Lesetext
--------

Eine erneute Bearbeitung der Lebensberichte war die Folge. Die Ergebnisse liegen nun in diesem Buch vor. Mögen sie Ihnen, die Sie das Buch in den Händen halten, ein Stück gelebter Geschichte nahebringen. Vielleicht auch eine Anregung bieten, selber einmal neugierig auf Ihre eigene Lebensgeschichte zu blicken.
Werner Hübner
Mut und Entschlossenheit
Als junges Mädchen auf der Flucht
Auf die Welt gekommen bin ich als Zangengeburt und habe dadurch offensichtlich einen starken Lebenswillen entwickelt. Das war sicherlich auch notwendig in einer Familie, die durch die Nähe der Grenze zu Polen – ich habe nämlich meine Kindheit bis zur Flucht im Januar 1945 in Gleiwitz verbracht – immer in zwei Welten lebte.

--------

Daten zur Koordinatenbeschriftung
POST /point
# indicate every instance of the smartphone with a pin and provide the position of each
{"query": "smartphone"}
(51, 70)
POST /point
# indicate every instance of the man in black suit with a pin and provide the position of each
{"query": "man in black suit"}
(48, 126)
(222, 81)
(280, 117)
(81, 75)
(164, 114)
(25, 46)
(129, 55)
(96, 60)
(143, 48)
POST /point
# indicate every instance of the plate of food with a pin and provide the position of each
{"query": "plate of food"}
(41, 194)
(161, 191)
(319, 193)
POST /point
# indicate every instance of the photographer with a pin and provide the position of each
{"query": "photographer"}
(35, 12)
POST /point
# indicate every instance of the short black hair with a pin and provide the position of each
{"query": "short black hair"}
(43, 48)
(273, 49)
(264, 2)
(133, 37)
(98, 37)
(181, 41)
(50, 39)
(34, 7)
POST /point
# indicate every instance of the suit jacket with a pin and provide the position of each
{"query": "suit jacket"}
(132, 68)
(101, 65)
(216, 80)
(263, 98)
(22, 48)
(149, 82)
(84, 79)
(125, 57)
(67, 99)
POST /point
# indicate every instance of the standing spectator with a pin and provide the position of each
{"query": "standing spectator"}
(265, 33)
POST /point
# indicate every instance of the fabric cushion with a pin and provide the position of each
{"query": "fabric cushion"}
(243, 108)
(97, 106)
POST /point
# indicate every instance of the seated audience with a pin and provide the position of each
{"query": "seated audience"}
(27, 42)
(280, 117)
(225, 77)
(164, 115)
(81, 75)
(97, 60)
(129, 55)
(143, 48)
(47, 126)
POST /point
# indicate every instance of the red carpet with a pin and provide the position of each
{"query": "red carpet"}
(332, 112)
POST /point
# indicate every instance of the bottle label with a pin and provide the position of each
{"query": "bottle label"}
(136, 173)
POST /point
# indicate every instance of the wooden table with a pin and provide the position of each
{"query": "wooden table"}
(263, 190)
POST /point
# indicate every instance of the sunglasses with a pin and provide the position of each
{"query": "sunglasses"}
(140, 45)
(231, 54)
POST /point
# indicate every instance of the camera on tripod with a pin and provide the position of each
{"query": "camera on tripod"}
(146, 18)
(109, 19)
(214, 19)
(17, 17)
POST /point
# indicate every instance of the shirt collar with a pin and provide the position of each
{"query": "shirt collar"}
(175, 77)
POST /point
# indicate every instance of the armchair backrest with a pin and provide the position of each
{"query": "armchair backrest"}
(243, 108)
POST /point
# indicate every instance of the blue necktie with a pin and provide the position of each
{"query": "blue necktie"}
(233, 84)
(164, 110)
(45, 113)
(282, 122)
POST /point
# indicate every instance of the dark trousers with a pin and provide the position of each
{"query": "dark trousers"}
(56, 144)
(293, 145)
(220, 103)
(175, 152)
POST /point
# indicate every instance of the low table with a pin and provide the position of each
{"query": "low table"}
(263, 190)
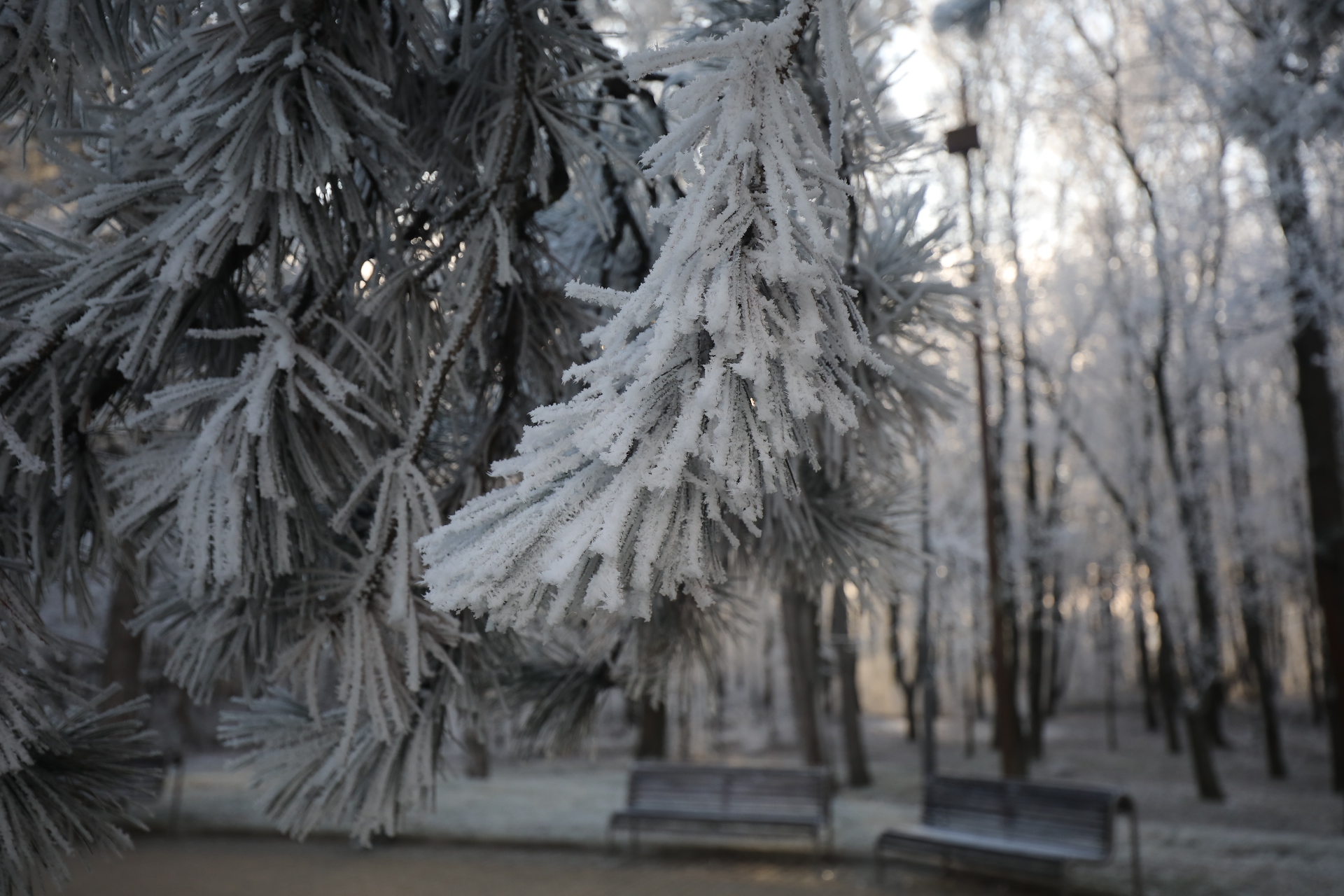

--------

Aufgabe
Gib den Abschnitt des Lesetexts von „Werner Hübner“ bis „zwei Welten lebte.“ noch einmal wieder und benenne darin „Gleiwitz“ in „Kattowitz“ um.

Ergebnis der Aufgabe
Werner Hübner
Mut und Entschlossenheit
Als junges Mädchen auf der Flucht
Auf die Welt gekommen bin ich als Zangengeburt und habe dadurch offensichtlich einen starken Lebenswillen entwickelt. Das war sicherlich auch notwendig in einer Familie, die durch die Nähe der Grenze zu Polen – ich habe nämlich meine Kindheit bis zur Flucht im Januar 1945 in Kattowitz verbracht – immer in zwei Welten lebte.